**数据内容:**
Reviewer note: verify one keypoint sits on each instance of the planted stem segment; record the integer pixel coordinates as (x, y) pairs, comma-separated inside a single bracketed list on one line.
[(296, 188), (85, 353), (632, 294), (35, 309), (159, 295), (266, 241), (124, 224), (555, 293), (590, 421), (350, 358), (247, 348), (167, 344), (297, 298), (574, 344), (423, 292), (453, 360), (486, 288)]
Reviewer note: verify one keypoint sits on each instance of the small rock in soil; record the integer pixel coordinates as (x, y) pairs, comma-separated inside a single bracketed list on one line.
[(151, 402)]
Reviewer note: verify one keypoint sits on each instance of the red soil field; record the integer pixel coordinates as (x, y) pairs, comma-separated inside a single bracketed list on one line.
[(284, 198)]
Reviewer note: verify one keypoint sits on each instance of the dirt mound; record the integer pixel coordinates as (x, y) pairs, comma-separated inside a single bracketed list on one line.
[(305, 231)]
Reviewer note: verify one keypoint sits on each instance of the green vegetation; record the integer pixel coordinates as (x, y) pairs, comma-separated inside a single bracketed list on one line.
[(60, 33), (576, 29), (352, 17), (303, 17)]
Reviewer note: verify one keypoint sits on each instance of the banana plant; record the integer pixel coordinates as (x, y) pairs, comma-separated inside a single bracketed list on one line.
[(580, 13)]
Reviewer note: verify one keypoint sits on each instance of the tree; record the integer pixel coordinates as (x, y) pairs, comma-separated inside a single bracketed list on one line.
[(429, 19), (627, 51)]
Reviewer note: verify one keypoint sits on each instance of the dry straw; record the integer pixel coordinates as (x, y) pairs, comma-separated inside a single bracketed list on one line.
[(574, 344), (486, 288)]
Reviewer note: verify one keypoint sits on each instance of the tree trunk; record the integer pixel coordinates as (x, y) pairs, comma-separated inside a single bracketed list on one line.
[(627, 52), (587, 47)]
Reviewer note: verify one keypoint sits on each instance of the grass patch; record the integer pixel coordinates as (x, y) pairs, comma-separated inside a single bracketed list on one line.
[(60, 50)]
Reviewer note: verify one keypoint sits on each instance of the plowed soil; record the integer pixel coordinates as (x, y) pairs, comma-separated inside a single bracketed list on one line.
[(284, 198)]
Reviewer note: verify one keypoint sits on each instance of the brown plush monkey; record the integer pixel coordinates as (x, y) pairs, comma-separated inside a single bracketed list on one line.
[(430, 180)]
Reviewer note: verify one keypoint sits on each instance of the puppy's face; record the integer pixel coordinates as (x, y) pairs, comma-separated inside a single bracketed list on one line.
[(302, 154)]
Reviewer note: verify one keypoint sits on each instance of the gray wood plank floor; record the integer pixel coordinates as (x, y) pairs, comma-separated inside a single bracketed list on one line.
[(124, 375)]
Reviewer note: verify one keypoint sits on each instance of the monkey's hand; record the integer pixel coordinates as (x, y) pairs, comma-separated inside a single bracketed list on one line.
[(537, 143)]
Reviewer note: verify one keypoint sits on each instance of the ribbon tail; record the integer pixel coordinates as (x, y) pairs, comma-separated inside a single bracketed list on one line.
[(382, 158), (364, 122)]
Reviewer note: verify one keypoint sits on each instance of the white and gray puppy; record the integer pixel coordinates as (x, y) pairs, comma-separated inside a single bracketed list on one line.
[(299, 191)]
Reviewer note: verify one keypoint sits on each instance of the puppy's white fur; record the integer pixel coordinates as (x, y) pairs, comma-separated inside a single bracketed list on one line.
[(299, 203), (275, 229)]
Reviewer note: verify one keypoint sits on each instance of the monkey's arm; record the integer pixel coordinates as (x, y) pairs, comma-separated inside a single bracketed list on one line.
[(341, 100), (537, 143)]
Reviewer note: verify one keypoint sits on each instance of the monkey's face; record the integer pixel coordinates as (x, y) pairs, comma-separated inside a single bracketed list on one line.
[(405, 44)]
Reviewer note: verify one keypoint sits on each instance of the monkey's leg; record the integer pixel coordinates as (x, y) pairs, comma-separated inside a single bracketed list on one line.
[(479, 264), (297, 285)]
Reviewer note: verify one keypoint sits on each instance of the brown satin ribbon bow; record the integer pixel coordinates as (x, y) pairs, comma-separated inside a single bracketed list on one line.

**任务说明:**
请把记录从开头到含有“360), (486, 288)]”的那一行（包括该行）输出为 JSON 字符串列表，每行对应一个字符串，空行不计。

**任务结果:**
[
  "Reviewer note: verify one keypoint sits on each instance of the planted stem segment; record the integer pixel coordinates as (x, y) pairs, comma-separated inside a single bracketed list on one line.",
  "[(296, 188), (85, 353), (632, 294), (35, 309), (159, 295), (266, 241), (124, 224), (555, 293), (590, 421), (350, 358), (247, 348), (167, 344), (297, 298), (574, 344), (423, 292), (453, 360), (486, 288)]"
]